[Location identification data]
════════════════

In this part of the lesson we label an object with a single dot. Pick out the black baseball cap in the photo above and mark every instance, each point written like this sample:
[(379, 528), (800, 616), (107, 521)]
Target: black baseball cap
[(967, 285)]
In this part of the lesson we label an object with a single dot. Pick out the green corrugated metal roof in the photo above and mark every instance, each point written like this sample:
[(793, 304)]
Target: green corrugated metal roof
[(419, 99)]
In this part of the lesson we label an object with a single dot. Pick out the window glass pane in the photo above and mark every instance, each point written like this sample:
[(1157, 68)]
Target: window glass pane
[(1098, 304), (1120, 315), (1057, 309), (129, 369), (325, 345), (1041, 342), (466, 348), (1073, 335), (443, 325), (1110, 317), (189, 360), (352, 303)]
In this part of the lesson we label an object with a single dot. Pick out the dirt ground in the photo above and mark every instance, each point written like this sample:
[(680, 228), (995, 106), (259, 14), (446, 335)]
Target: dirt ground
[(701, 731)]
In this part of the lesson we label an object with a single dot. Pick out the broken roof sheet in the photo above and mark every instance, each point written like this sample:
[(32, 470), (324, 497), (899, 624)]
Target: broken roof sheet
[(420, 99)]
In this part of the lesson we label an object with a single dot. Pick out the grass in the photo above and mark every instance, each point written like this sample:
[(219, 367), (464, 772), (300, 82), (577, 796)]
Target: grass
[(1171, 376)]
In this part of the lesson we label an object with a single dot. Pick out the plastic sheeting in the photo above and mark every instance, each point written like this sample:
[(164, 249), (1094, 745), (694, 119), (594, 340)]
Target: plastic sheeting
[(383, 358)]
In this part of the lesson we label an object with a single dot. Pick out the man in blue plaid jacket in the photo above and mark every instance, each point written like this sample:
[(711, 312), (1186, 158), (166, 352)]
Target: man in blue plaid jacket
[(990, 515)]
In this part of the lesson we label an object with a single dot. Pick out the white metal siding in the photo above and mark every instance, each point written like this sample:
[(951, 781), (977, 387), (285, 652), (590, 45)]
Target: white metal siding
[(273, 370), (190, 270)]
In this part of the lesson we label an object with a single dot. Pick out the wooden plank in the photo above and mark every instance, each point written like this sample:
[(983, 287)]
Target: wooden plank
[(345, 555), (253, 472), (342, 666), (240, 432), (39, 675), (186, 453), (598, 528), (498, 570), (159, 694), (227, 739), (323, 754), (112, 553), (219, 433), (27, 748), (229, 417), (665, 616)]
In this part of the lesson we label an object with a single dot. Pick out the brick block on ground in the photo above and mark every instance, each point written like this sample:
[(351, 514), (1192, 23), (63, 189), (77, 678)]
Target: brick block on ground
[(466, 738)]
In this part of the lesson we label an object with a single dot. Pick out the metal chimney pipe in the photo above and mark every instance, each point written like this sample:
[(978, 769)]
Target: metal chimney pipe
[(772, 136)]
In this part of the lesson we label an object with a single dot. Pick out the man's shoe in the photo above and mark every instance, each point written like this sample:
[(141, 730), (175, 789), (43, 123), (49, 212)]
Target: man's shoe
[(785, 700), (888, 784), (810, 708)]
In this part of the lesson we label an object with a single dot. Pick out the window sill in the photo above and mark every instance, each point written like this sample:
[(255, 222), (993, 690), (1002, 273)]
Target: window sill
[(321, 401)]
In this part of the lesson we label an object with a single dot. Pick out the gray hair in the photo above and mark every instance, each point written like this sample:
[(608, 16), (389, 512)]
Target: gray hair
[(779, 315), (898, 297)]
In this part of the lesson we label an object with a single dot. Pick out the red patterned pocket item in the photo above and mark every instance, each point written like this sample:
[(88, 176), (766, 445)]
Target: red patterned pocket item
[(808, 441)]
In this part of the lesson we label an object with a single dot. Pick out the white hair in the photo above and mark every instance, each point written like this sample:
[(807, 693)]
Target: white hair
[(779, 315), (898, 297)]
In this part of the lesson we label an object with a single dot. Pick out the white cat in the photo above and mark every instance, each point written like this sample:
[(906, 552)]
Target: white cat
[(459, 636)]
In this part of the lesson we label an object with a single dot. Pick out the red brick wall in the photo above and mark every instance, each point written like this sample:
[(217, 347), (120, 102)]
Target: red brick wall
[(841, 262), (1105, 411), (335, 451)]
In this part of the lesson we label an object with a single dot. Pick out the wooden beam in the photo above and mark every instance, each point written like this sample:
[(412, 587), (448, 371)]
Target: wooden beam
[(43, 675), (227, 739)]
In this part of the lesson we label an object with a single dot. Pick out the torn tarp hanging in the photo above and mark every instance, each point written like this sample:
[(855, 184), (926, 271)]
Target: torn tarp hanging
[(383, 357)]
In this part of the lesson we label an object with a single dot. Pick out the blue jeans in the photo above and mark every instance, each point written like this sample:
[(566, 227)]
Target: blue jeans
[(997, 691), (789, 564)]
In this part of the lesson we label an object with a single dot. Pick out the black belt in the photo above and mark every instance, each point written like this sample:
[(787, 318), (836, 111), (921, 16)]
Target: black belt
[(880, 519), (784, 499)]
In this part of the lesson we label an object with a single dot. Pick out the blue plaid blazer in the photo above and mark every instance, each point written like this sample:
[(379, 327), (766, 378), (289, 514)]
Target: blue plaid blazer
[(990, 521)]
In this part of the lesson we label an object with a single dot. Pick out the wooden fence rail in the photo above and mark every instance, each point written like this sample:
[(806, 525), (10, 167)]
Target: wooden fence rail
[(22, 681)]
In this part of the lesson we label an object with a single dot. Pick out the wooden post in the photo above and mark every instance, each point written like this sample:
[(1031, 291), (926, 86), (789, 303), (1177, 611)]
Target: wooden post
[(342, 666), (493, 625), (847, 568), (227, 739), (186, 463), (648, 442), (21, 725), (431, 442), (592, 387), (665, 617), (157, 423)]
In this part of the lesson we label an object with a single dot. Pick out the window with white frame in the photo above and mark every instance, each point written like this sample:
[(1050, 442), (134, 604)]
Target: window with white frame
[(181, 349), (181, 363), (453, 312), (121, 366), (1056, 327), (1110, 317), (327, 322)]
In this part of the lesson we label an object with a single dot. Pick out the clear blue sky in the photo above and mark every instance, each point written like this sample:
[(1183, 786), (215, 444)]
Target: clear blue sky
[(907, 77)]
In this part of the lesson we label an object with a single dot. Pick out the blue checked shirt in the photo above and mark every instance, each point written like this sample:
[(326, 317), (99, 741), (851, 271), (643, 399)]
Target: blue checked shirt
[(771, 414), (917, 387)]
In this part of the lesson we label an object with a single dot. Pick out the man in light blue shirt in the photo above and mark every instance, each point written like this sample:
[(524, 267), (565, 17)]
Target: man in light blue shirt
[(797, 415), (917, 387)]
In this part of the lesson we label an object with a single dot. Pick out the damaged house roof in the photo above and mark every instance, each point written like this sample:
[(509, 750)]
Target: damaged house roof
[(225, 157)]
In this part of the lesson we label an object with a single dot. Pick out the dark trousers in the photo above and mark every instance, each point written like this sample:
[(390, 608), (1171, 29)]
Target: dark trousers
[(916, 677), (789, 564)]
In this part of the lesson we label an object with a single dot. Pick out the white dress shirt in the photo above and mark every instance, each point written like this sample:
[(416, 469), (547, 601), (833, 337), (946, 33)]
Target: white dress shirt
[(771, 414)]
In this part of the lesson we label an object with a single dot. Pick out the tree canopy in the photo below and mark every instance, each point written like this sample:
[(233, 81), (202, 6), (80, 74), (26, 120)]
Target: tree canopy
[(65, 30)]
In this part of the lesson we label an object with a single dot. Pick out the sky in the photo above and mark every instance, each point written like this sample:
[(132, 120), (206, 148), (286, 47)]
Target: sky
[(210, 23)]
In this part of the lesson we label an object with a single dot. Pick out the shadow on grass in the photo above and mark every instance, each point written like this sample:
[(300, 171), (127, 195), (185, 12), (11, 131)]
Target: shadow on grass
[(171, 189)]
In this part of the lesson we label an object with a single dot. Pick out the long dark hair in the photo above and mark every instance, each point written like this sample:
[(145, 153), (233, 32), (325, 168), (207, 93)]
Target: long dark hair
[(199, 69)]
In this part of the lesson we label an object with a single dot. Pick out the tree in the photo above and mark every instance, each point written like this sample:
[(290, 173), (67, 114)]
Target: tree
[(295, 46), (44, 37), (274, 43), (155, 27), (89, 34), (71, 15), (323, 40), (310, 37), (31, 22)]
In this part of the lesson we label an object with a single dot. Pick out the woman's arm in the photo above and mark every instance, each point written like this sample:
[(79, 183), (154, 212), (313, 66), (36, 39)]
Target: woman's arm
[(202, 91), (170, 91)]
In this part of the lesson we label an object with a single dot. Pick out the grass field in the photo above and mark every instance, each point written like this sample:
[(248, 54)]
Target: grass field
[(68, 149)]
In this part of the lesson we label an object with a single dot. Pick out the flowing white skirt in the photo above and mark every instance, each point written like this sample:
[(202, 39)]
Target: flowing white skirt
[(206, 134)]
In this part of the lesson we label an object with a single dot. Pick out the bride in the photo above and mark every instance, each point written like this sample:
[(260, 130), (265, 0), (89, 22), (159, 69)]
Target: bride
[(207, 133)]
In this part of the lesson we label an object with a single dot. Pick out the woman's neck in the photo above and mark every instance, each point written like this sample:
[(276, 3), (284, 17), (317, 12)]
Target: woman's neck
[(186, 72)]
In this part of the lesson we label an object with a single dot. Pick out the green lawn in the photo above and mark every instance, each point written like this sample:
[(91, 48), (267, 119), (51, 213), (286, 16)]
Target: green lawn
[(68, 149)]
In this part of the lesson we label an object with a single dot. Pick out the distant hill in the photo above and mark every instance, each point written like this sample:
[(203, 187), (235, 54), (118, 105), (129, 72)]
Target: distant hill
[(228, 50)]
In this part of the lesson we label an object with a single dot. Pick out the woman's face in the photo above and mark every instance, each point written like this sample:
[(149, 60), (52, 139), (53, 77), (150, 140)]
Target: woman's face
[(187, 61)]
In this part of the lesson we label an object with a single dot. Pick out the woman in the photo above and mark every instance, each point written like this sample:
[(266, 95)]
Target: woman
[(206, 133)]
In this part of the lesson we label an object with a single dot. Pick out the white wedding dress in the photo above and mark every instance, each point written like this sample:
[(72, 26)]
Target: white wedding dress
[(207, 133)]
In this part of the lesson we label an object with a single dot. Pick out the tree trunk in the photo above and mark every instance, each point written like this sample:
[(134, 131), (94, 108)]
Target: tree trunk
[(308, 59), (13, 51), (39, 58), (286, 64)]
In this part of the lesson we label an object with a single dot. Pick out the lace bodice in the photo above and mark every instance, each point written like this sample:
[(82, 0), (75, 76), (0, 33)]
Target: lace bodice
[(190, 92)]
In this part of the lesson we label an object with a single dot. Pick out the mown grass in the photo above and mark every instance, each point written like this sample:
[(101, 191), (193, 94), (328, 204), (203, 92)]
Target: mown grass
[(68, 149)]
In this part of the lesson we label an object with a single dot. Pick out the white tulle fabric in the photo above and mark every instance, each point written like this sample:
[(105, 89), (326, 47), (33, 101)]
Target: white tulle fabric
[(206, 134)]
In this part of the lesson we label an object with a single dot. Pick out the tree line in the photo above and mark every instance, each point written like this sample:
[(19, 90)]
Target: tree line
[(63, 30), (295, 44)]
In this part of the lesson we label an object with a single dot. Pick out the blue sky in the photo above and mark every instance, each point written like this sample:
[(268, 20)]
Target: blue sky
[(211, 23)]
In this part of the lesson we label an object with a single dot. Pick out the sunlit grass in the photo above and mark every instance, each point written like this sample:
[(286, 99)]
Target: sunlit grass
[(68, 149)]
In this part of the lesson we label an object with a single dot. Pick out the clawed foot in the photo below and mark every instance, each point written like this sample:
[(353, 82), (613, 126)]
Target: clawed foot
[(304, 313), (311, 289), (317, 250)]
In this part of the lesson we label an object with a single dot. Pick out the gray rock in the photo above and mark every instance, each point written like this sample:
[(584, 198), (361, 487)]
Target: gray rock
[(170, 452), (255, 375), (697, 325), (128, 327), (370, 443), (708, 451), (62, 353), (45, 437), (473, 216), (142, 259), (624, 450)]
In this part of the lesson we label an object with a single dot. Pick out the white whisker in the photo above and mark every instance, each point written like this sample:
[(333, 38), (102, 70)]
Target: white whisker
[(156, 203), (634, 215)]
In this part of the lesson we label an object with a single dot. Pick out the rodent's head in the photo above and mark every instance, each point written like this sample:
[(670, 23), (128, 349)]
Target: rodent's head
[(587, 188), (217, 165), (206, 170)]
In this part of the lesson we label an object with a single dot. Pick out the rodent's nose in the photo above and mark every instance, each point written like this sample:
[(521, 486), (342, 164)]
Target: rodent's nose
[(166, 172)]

════════════════

Copy the data from the line with "the woman in" up to and including the line with "[(63, 30), (295, 44)]", replacing "lesson" with "session" throughout and leaving everything else unchanged.

◆ **Output below**
In this part of the session we label an object with a single dot. Pick out the woman in the photo above and mark every instance, each point written like this sample:
[(266, 95)]
Target: woman
[(206, 133)]
In this part of the session we label an object with a single dot. Pick out the white wedding dress in the photo above and mark every instance, each point written like this sample:
[(72, 26)]
Target: white wedding dress
[(207, 133)]
In this part of the session we label an object with a single dot. Pick out the tree trunk in the photo above and mark every instance, each point written like this sample:
[(134, 131), (94, 108)]
Target: tree trunk
[(308, 59), (13, 51), (39, 58), (286, 64)]
In this part of the session we label an object with a single dot. Pick out the lace bodice in the photo above and mark every instance, each point written like this sample:
[(82, 0), (75, 76), (0, 33)]
Target: lace bodice
[(190, 92)]
In this part of the session we label an object with a single dot. Pick out the mown grass in the photo above and mark every instance, each point written like this sample:
[(101, 191), (193, 94), (328, 204), (203, 92)]
Target: mown grass
[(68, 149)]
In this part of the session we label an object with a single dot. Pick out the white tulle fabric in the photo above and mark every instance, each point written like this sample:
[(105, 89), (326, 47), (33, 101)]
Target: white tulle fabric
[(206, 134)]
In this part of the session we label an object with a single dot. Pick out the tree line in the photo above and mark every instance, each point written like this sample:
[(19, 90)]
Target: tree line
[(63, 30), (295, 44)]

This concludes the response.